- _ASSIGNMENT_:
An exact copy of every record is required.

- _EXERCISE INPUT_:
┌────────

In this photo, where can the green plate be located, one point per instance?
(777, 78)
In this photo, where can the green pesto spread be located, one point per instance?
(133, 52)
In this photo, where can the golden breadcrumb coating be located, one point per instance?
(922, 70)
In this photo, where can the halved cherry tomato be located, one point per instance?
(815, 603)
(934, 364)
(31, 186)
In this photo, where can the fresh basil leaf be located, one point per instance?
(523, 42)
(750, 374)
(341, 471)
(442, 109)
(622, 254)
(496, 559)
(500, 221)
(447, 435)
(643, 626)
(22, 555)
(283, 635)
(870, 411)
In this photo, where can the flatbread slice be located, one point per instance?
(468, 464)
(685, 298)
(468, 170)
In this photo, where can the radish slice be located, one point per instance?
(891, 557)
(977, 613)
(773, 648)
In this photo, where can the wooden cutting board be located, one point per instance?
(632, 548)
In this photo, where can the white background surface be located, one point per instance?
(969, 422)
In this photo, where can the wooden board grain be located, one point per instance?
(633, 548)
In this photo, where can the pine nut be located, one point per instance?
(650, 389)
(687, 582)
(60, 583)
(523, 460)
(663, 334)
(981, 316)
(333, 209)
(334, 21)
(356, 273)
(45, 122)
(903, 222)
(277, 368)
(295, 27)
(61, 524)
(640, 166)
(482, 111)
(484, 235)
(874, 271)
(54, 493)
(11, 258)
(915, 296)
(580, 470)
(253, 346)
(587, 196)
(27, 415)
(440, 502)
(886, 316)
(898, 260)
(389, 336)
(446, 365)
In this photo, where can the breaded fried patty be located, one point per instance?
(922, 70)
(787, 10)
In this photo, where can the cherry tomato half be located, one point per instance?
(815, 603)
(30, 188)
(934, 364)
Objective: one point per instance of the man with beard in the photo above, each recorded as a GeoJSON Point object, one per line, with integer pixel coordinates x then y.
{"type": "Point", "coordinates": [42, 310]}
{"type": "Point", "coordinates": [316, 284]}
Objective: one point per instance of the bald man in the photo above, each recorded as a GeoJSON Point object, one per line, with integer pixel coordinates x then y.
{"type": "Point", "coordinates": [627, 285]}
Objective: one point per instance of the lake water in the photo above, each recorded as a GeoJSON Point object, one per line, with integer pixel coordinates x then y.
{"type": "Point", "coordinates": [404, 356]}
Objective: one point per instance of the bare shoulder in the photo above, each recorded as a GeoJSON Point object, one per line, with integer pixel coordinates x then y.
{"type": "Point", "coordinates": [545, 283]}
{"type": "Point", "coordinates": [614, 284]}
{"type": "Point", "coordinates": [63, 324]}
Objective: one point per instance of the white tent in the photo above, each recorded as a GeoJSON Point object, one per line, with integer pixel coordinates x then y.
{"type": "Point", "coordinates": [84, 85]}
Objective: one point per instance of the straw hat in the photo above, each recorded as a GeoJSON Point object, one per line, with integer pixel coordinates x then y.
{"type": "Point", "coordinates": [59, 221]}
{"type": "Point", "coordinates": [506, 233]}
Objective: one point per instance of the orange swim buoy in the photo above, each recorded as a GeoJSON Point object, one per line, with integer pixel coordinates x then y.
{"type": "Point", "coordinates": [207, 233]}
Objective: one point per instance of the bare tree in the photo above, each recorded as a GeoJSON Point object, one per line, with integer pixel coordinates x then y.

└────────

- _SOLUTION FOR THIS PROBLEM_:
In this photo, where can the green plate be located, one point per instance?
(777, 78)
In this photo, where can the green pesto spread be located, one point per instance?
(133, 52)
In this photo, where can the golden breadcrumb coating be located, one point per instance?
(922, 70)
In this photo, where can the halved cherry tomato be located, one point per instance?
(815, 603)
(934, 364)
(31, 186)
In this photo, where can the fresh basil leaf be located, one point per instance?
(523, 42)
(750, 374)
(341, 471)
(442, 109)
(622, 254)
(496, 559)
(500, 221)
(447, 435)
(643, 626)
(22, 555)
(283, 635)
(870, 411)
In this photo, where can the flatbread slice be located, one point per instance?
(468, 464)
(685, 298)
(468, 170)
In this photo, where can the radish slice be located, one point per instance?
(891, 557)
(977, 613)
(773, 648)
In this photo, where can the wooden cutting board be located, one point per instance?
(632, 548)
In this photo, where can the white background surface be located, one point per instance?
(969, 422)
In this photo, where can the wooden board grain be located, one point per instance?
(633, 548)
In this photo, where can the pine nut be located, one point per instance?
(650, 389)
(687, 582)
(60, 583)
(523, 460)
(663, 334)
(981, 316)
(333, 209)
(334, 21)
(356, 273)
(45, 122)
(903, 222)
(277, 368)
(295, 27)
(61, 524)
(640, 166)
(482, 111)
(484, 235)
(874, 271)
(54, 493)
(11, 258)
(915, 296)
(580, 470)
(253, 346)
(587, 196)
(27, 415)
(440, 502)
(886, 316)
(898, 260)
(389, 336)
(446, 365)
In this photo, where can the breaded fried patty be located, one point per instance?
(922, 70)
(787, 10)
In this photo, where can the cherry tomato half be located, one point per instance?
(815, 603)
(30, 188)
(934, 364)
Objective: one point per instance of the man with beard in the photo above, each recorded as a GeoJSON Point object, one per line, with integer pixel coordinates x then y.
{"type": "Point", "coordinates": [42, 310]}
{"type": "Point", "coordinates": [316, 284]}
Objective: one point per instance of the bald man in the photo above, each recorded as a GeoJSON Point object, one per line, with integer pixel coordinates x then y.
{"type": "Point", "coordinates": [627, 285]}
Objective: one point per instance of the lake water in the photo above, each recorded as a GeoJSON Point object, one per line, with integer pixel coordinates x then y.
{"type": "Point", "coordinates": [404, 356]}
Objective: one point per instance of the bare shoulder in the photo above, each recorded as a GeoJSON Point object, one per line, with integer pixel coordinates x then y.
{"type": "Point", "coordinates": [545, 283]}
{"type": "Point", "coordinates": [614, 284]}
{"type": "Point", "coordinates": [63, 324]}
Objective: one point per instance of the white tent in the photo above, each recorded as a GeoJSON Point object, one per line, with integer pixel coordinates x then y.
{"type": "Point", "coordinates": [84, 85]}
Objective: one point per instance of the straw hat in the photo above, each recorded as a GeoJSON Point object, one per line, with integer pixel coordinates x then y.
{"type": "Point", "coordinates": [59, 221]}
{"type": "Point", "coordinates": [506, 233]}
Objective: one point per instance of the orange swim buoy in the photo above, each recorded as a GeoJSON Point object, one per line, with integer pixel coordinates x then y.
{"type": "Point", "coordinates": [207, 233]}
Objective: one point per instance of the bare tree in the photo above, each recorded as a GeoJSON Point object, one per line, with integer pixel coordinates x then y.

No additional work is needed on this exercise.